* Exercise instructions *
Could you reproduce the listing below word for word, every line included?
-- Begin --
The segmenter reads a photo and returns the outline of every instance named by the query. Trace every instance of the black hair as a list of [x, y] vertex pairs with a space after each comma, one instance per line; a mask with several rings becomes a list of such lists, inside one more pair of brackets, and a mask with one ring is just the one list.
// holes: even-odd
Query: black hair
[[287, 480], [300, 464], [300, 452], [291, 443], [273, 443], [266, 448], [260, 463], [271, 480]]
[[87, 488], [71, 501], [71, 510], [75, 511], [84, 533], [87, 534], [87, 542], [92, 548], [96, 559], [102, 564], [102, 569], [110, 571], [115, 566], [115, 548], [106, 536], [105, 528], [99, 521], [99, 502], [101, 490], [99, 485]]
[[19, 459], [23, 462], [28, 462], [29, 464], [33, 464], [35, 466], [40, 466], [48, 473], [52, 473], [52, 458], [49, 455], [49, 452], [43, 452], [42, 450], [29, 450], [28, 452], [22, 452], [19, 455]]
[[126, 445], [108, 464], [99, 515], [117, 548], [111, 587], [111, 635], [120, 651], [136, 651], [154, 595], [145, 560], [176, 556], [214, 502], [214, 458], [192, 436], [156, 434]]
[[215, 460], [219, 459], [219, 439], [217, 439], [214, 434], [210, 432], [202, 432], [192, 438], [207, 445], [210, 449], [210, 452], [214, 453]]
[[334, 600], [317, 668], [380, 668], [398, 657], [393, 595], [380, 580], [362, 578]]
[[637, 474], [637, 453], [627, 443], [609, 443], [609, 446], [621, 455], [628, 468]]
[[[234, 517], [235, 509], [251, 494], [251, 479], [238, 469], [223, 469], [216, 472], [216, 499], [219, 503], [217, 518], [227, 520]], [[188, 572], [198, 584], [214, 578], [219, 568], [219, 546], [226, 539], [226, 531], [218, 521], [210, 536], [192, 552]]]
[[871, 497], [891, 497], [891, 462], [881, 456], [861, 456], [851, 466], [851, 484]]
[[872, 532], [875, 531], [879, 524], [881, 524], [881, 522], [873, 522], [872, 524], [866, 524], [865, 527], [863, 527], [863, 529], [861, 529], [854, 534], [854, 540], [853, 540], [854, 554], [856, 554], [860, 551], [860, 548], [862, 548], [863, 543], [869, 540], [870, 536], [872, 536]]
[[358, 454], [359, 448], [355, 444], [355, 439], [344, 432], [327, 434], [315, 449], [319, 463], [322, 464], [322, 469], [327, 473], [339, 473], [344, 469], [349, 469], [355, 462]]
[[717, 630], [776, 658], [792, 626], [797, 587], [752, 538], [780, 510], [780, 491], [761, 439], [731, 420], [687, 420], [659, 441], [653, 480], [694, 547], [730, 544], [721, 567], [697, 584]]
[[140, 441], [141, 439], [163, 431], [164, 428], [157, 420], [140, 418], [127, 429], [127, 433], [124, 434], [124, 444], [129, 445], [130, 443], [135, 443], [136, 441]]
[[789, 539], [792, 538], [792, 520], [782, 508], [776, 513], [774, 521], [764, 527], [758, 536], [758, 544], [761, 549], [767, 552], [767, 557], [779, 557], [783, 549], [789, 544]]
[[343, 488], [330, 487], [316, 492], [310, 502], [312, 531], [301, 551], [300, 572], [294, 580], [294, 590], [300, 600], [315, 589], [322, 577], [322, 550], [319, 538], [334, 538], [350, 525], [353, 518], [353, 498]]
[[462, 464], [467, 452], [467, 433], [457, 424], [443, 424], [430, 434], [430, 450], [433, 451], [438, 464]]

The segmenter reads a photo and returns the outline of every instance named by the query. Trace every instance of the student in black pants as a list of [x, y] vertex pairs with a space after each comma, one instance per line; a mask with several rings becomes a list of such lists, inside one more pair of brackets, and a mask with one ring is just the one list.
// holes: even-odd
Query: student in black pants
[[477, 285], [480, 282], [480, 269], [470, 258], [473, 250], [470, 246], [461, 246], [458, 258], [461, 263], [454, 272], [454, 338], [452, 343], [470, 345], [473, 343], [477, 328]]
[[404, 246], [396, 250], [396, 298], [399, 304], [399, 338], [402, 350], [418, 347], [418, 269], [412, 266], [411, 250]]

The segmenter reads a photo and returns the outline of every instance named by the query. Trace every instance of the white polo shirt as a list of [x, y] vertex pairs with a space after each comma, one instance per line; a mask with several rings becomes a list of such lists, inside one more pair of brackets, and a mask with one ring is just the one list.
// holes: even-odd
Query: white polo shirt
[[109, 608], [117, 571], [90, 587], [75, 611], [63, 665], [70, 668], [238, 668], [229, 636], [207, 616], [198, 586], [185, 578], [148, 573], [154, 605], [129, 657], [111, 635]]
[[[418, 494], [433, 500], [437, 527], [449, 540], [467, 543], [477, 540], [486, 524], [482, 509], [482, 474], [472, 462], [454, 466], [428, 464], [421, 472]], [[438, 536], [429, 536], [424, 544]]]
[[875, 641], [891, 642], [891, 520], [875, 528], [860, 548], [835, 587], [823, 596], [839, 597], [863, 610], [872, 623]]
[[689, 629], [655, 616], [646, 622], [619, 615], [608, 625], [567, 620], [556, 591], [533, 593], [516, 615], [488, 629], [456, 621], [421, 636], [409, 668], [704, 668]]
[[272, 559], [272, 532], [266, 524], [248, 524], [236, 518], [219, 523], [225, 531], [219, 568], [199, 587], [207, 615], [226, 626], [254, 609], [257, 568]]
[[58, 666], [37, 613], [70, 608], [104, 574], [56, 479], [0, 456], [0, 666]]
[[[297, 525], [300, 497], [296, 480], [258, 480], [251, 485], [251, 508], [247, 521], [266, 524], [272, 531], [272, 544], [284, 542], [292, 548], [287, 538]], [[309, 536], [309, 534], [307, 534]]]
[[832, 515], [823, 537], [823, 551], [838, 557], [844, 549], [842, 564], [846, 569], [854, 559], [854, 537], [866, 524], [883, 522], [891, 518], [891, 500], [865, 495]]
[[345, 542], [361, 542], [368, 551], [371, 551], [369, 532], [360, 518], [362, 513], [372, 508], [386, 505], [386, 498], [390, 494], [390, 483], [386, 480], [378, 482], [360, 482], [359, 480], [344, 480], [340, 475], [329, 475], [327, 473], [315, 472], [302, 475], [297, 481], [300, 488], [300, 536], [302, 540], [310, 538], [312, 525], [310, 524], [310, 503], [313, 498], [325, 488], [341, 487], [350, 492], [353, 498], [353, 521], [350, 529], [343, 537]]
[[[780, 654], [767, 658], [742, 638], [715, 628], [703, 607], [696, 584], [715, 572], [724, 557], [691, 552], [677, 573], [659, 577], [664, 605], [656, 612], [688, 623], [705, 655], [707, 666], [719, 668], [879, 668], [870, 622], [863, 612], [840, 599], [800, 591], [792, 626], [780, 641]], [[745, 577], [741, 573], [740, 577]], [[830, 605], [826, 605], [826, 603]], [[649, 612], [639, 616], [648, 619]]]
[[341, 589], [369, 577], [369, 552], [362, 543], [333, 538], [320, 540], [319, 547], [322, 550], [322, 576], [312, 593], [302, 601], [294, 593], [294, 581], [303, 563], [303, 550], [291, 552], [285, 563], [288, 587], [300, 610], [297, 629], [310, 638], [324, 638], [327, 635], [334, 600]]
-- End --
* Expected answer *
The segmenter reads a photo and returns the outline of every instance named by the query. Trace every instance of the black hair as a list of [x, y] vertex pairs with a space after each comma, one instance per line; a mask with several rings becomes a list of such lists, inside one more pair of brackets, and a mask with one ring is just the one list.
// holes: even-odd
Query: black hair
[[287, 480], [300, 464], [300, 452], [291, 443], [273, 443], [266, 448], [260, 463], [271, 480]]
[[87, 488], [71, 501], [71, 510], [75, 511], [84, 533], [87, 534], [87, 542], [92, 548], [96, 559], [102, 564], [102, 569], [110, 571], [115, 566], [115, 548], [106, 536], [105, 528], [99, 521], [99, 502], [101, 490], [99, 485]]
[[19, 459], [23, 462], [28, 462], [29, 464], [33, 464], [35, 466], [40, 466], [48, 473], [52, 473], [52, 458], [49, 455], [49, 452], [43, 452], [42, 450], [29, 450], [28, 452], [22, 452], [19, 455]]
[[126, 445], [108, 464], [99, 515], [117, 548], [111, 587], [111, 635], [120, 651], [136, 651], [154, 595], [145, 560], [176, 556], [214, 502], [214, 458], [192, 436], [156, 434]]
[[215, 460], [219, 459], [219, 439], [217, 439], [214, 434], [210, 432], [202, 432], [192, 438], [207, 445], [210, 449], [210, 452], [214, 453]]
[[334, 600], [317, 668], [380, 668], [398, 657], [393, 595], [380, 580], [362, 578]]
[[637, 474], [637, 453], [627, 443], [609, 443], [609, 446], [621, 455], [628, 468]]
[[[234, 517], [235, 509], [251, 494], [251, 479], [238, 469], [223, 469], [216, 472], [216, 499], [219, 503], [217, 518], [227, 520]], [[188, 572], [198, 584], [214, 578], [219, 568], [219, 546], [226, 539], [226, 531], [218, 521], [210, 536], [192, 552]]]
[[871, 497], [891, 497], [891, 462], [881, 456], [861, 456], [851, 466], [851, 484]]
[[872, 532], [875, 531], [879, 524], [881, 524], [881, 522], [873, 522], [872, 524], [866, 524], [865, 527], [863, 527], [863, 529], [861, 529], [854, 534], [854, 540], [853, 540], [854, 554], [856, 554], [860, 551], [860, 548], [862, 548], [863, 543], [869, 540], [870, 536], [872, 536]]
[[358, 454], [359, 448], [355, 444], [355, 439], [344, 432], [327, 434], [315, 449], [319, 463], [322, 464], [322, 469], [327, 473], [339, 473], [344, 469], [349, 469], [355, 462]]
[[717, 630], [776, 658], [792, 626], [797, 587], [752, 538], [780, 510], [780, 491], [761, 439], [731, 420], [687, 420], [659, 441], [653, 480], [694, 547], [730, 544], [721, 567], [697, 584]]
[[140, 441], [141, 439], [163, 431], [164, 428], [157, 420], [140, 418], [127, 429], [127, 433], [124, 434], [124, 444], [129, 445], [130, 443], [135, 443], [136, 441]]
[[789, 539], [792, 538], [792, 520], [782, 508], [776, 513], [774, 521], [764, 527], [758, 536], [758, 544], [761, 549], [767, 552], [767, 557], [779, 557], [783, 549], [789, 544]]
[[343, 488], [330, 487], [316, 492], [310, 502], [312, 531], [301, 551], [300, 572], [294, 580], [294, 590], [300, 600], [315, 589], [322, 577], [322, 550], [319, 538], [334, 538], [350, 525], [353, 518], [353, 498]]
[[462, 464], [467, 452], [467, 433], [457, 424], [443, 424], [430, 434], [430, 450], [433, 451], [438, 464]]

The segmenter reads a photo and returns the outline of every instance named by the query. Trace every instance of the student in black pants as a list of [x, y] vertex pairs with a space after each comma, one instance per line; a mask with several rings becomes a list of such lists, inside one more pair of brackets, and a mask with one ring is just the one list.
// holes: even-odd
Query: student in black pants
[[477, 285], [480, 282], [480, 269], [470, 258], [473, 250], [470, 246], [461, 246], [458, 258], [461, 263], [454, 272], [454, 338], [452, 343], [470, 345], [473, 343], [477, 328]]
[[404, 246], [396, 250], [396, 298], [399, 304], [399, 338], [402, 350], [418, 347], [418, 269], [412, 266], [411, 250]]

The segmenter reads a photo and returns the outline of every instance named by the query. Trace every instance of the white polo shirt as a list of [x, y] vertex pairs with a space after each comma, one instance per line; a mask with several rings becomes a list of such lists, inside one more pair of brackets, and a mask with one ring is just the one list.
// holes: even-odd
Query: white polo shirt
[[109, 608], [117, 571], [90, 587], [75, 611], [63, 665], [70, 668], [238, 668], [229, 636], [207, 616], [198, 586], [185, 578], [148, 573], [154, 605], [129, 657], [111, 635]]
[[[418, 494], [433, 500], [437, 527], [449, 540], [467, 543], [477, 540], [486, 524], [482, 509], [482, 474], [472, 462], [454, 466], [428, 464], [421, 472]], [[438, 536], [429, 536], [424, 544]]]
[[875, 641], [891, 642], [891, 520], [875, 528], [860, 548], [835, 587], [823, 596], [839, 597], [863, 610], [872, 623]]
[[689, 629], [655, 616], [646, 622], [619, 615], [608, 625], [567, 620], [556, 591], [533, 593], [516, 615], [488, 629], [456, 621], [421, 636], [409, 668], [704, 668]]
[[272, 559], [272, 532], [266, 524], [248, 524], [236, 518], [219, 523], [225, 531], [219, 568], [199, 587], [207, 615], [226, 626], [254, 609], [257, 568]]
[[58, 666], [37, 613], [70, 608], [104, 574], [56, 479], [0, 456], [0, 666]]
[[[297, 525], [300, 497], [296, 480], [258, 480], [251, 485], [251, 508], [247, 521], [266, 524], [272, 531], [272, 544], [284, 542], [292, 548], [287, 538]], [[309, 536], [309, 534], [307, 534]]]
[[832, 515], [823, 537], [823, 551], [838, 557], [844, 549], [842, 564], [846, 569], [854, 559], [854, 537], [866, 524], [883, 522], [891, 518], [891, 500], [865, 495]]
[[345, 542], [361, 542], [368, 551], [371, 551], [369, 532], [360, 518], [362, 513], [372, 508], [386, 505], [386, 498], [390, 494], [390, 483], [386, 480], [378, 482], [360, 482], [359, 480], [344, 480], [340, 475], [329, 475], [327, 473], [315, 472], [302, 475], [297, 481], [300, 488], [300, 536], [302, 540], [310, 538], [312, 525], [310, 524], [310, 503], [313, 498], [325, 488], [341, 487], [350, 492], [353, 498], [353, 521], [350, 529], [343, 537]]
[[[780, 654], [767, 658], [742, 638], [715, 628], [703, 607], [696, 584], [715, 572], [724, 557], [691, 552], [677, 573], [659, 577], [664, 605], [656, 612], [688, 623], [705, 655], [707, 666], [719, 668], [879, 668], [870, 622], [863, 612], [840, 599], [800, 591], [792, 626], [780, 641]], [[745, 577], [741, 573], [740, 577]], [[830, 605], [826, 605], [826, 603]], [[649, 612], [639, 616], [648, 619]]]
[[341, 589], [369, 577], [369, 552], [362, 543], [333, 538], [320, 540], [319, 547], [322, 550], [322, 576], [312, 593], [302, 601], [294, 593], [294, 581], [303, 563], [303, 550], [291, 552], [285, 563], [288, 587], [300, 610], [297, 629], [310, 638], [324, 638], [327, 635], [334, 600]]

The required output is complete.